Dataset records about object locations
- - - - - - -

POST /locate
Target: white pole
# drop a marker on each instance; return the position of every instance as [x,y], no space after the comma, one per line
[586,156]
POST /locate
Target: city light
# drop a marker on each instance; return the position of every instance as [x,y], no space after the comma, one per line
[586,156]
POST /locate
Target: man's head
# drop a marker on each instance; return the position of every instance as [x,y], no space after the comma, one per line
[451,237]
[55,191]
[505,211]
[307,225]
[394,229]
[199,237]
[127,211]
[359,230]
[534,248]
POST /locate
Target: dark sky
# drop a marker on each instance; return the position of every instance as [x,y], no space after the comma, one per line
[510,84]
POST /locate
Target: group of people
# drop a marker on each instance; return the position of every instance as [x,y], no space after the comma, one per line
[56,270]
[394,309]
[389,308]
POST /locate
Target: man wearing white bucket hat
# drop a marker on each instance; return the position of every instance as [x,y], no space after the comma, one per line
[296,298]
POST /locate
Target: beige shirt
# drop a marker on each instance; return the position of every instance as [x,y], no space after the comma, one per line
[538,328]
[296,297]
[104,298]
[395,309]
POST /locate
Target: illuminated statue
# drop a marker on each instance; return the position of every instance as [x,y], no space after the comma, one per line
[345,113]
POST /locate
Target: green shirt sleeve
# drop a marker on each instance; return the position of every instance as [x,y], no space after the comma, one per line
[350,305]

- - - - - - -

Copy out each line exactly.

WRITTEN RESPONSE:
POST /locate
Target: white pole
# drop a marker on each instance; return the position of every instance as [x,y], no space after the comma, one per line
[586,156]
POST /locate
Target: city light
# drop a marker on each instance; return the position of every instance as [x,y], no space after the comma, one per line
[586,156]
POST /locate
Target: man's head
# drop a marker on each instance; return the position of every instance as [x,y], no space after the comma, one per line
[451,237]
[55,191]
[505,211]
[307,225]
[394,229]
[199,237]
[127,211]
[359,230]
[534,248]
POST /locate
Target: dark sky
# drop a marker on each instance; return the position of every instance as [x,y], no space after the comma, one per line
[510,84]
POST /locate
Target: group of people
# drop a marker on each instance; return the position of every instance as [x,y], no space after the comma, one per line
[56,270]
[394,309]
[389,308]
POST /locate
Target: man wearing white bucket hat
# drop a marker on each instance; return the position of every instance as [x,y], no space after the comma, one per line
[296,298]
POST /locate
Target: beige shirt
# drop a marker on each instance; return the position of every instance as [x,y], no space after the comma, one per line
[538,328]
[296,297]
[104,298]
[395,309]
POST /locate
Target: illuminated statue
# drop a marker on each instance; return the position of every instance as [x,y], no space after the comma, one per line
[345,113]
POST /locate
Target: green shirt sleeve
# drop a marker on each instance; return the position of every instance as [x,y], no space after the comma, one per line
[350,305]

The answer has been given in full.